§ Exercise goal:
In the article on managing mic cables, quote word for word the passage starting with "It’s not high" and going on through "system to provide?".

§ Document text:
Managing Mic Cable Spaghetti

The microphone cable remains one of the most popular cable types used in audio and video production. This is true for schools and churches as well as for recording studios and live performance production. While wireless microphones have eliminated the need for some mic cables, the growth in the use of powered speakers has more than offset the potential decline. By “microphone cable,” I am referring to a balanced audio cable with a three-pin XLR connector on one or both ends.

It’s not high tech and it’s not sexy, but the challenge of keeping track of mic cables and having them where and when you want them is universal. You can replace a microphone cable for around $20. It’s typically not the cost that is an issue — it’s the inconvenience of finding that a cable is not working, having to dig around for that unique cable when you need it, or returning from a remote location to find that your case with 12 cables now has 11. Or sometimes it’s just wrestling with mic cable spaghetti.

So, let’s break down the issues that are related to mic cable management. What would you want the ultimate cable organizing system to provide?

A checklist might include:

  • Proper winding — You can find many discussions in online forums regarding the correct way to coil an audio cable. The “over-and-under” method and the “alternate-twist” method are effective but take more time and often fall victim to shortcutting tendencies. Whichever method you use, the key is to avoid inducing a twist into the cable which over time can cause a failure. You can tell when a cable has been stored while twisted as it tends to bundle up and fight you when you try to straighten it out.
  • Protection from damage — Although cables are most vulnerable when they are stretched out and underfoot, damage can occur when stress is applied between the connector and the cable, and that can occur during setup, teardown, and transportation. Most good XLR cables are engineered with a stress relief feature at each end, but rough handling can still cause damage.
  • Ease of inventory — The use of hook-and-loop straps, along with proper winding, helps to reduce the “spaghetti effect” that occurs when cables are tossed into a case. However, you will still have to dig through the pile of cables to makes sure you have everything that you came with and everything you need.
  • Identification of unique cables — It can be frustrating, especially when under time constraints, to try and locate that unique cable with an XLR connector one end and a one-quarter-inch connector on the other or the 15-foot cable among a pile of 25-foot cables.

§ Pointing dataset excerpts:
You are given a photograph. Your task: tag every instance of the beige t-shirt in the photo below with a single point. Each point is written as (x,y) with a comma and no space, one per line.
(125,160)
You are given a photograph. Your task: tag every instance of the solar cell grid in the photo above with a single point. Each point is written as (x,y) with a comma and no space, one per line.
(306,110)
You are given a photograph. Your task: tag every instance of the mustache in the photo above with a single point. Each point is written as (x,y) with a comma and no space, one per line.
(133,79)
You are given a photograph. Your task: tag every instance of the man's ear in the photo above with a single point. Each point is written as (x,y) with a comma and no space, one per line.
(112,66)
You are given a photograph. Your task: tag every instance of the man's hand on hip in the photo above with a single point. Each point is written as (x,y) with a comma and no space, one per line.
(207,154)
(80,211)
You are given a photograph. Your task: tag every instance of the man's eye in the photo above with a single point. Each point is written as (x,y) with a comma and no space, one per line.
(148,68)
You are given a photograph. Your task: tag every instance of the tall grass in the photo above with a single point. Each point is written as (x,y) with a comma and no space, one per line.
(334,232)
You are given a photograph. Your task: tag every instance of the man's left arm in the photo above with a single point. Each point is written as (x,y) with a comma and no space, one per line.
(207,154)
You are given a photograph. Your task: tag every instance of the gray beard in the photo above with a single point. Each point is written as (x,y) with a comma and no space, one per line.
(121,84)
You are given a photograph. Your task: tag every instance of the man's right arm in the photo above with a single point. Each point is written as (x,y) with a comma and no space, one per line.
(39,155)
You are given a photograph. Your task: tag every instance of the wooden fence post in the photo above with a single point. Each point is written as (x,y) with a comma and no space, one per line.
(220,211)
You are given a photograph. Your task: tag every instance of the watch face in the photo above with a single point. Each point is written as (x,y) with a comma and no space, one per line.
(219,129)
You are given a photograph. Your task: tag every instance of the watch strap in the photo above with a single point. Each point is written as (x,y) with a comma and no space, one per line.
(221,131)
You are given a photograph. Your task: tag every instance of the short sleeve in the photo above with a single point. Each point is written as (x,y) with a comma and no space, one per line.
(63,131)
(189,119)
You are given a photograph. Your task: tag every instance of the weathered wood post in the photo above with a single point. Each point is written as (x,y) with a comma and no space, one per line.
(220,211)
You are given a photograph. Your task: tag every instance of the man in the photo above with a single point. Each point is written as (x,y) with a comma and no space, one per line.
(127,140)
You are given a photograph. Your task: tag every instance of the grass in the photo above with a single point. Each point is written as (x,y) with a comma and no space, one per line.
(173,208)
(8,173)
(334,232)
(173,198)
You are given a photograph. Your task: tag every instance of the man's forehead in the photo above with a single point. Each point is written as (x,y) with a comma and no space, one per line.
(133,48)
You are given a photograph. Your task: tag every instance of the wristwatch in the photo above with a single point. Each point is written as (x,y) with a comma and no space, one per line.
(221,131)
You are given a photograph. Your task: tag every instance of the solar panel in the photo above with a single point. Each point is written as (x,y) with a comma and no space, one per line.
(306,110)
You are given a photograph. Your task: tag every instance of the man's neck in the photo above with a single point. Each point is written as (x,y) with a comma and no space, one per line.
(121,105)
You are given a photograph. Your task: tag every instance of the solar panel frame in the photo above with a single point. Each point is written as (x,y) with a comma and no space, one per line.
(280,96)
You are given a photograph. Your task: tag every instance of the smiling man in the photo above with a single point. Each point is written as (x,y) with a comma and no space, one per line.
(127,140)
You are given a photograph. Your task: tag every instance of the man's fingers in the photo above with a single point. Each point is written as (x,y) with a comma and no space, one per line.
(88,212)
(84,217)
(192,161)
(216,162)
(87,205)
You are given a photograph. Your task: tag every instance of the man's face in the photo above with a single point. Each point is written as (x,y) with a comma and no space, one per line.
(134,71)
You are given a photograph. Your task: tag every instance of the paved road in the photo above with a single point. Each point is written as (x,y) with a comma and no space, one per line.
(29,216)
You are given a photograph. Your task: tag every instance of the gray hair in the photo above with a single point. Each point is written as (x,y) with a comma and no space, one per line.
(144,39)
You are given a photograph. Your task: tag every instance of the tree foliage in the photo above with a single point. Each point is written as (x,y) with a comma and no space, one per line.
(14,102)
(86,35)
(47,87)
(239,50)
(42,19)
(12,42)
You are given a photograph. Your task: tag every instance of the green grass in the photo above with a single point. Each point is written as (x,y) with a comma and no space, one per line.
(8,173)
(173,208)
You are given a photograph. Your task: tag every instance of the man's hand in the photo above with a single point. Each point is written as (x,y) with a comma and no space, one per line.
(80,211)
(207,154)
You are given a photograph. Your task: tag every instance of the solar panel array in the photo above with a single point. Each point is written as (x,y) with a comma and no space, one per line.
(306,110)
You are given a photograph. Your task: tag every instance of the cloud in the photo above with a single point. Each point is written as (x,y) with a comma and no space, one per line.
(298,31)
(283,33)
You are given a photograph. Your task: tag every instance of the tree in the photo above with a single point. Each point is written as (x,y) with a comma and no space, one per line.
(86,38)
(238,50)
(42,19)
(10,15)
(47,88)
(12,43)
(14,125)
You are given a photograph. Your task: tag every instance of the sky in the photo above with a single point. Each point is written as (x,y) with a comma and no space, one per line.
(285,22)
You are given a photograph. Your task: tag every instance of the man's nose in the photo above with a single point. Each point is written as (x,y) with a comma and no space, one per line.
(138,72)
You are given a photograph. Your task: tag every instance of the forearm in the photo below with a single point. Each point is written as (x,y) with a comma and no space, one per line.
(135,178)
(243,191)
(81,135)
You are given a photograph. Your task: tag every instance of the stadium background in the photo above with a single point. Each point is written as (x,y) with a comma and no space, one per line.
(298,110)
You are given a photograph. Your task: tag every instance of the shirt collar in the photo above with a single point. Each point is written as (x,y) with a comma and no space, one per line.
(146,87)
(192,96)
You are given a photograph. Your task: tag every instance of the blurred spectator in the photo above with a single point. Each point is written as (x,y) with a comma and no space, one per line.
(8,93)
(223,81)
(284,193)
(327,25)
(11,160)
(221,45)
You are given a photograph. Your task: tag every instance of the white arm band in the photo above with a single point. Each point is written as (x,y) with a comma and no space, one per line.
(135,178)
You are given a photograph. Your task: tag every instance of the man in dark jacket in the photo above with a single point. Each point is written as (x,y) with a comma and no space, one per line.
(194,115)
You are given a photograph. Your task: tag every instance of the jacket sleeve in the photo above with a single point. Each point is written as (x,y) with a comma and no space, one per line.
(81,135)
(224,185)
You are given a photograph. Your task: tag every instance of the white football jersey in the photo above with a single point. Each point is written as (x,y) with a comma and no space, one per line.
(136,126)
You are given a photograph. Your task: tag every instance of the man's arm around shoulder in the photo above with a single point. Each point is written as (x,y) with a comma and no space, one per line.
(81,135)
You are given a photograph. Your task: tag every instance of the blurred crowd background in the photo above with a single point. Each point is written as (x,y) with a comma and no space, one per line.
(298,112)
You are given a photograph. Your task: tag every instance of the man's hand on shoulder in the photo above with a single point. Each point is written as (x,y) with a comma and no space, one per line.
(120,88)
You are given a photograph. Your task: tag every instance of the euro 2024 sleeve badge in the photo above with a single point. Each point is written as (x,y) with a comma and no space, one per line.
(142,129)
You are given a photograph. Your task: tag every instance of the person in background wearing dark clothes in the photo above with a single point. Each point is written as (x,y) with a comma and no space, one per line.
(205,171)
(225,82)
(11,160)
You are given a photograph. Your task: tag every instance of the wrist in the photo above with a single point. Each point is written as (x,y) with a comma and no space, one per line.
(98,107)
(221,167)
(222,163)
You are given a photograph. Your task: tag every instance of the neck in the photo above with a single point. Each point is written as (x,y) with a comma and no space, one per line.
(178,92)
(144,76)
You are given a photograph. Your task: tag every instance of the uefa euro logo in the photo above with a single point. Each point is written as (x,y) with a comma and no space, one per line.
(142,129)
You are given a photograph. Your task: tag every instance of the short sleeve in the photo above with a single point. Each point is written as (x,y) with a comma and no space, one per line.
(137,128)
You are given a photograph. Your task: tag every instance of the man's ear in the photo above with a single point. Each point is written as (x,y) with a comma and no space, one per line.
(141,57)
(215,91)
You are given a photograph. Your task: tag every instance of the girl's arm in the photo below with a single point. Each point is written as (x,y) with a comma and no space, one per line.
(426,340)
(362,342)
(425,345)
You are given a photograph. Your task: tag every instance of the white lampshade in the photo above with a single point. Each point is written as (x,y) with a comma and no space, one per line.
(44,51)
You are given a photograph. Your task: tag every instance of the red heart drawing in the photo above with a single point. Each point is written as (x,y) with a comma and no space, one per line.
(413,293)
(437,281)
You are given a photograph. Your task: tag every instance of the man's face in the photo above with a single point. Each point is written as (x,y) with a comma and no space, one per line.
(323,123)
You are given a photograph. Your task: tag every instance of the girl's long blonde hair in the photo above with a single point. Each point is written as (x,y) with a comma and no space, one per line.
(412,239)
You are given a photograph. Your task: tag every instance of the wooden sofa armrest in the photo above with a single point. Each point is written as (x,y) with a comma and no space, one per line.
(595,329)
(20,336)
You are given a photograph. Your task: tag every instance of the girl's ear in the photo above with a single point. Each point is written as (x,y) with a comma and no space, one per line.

§ Solution for this task:
It’s not high tech and it’s not sexy, but the challenge of keeping track of mic cables and having them where and when you want them is universal. You can replace a microphone cable for around $20. It’s typically not the cost that is an issue — it’s the inconvenience of finding that a cable is not working, having to dig around for that unique cable when you need it, or returning from a remote location to find that your case with 12 cables now has 11. Or sometimes it’s just wrestling with mic cable spaghetti.

So, let’s break down the issues that are related to mic cable management. What would you want the ultimate cable organizing system to provide?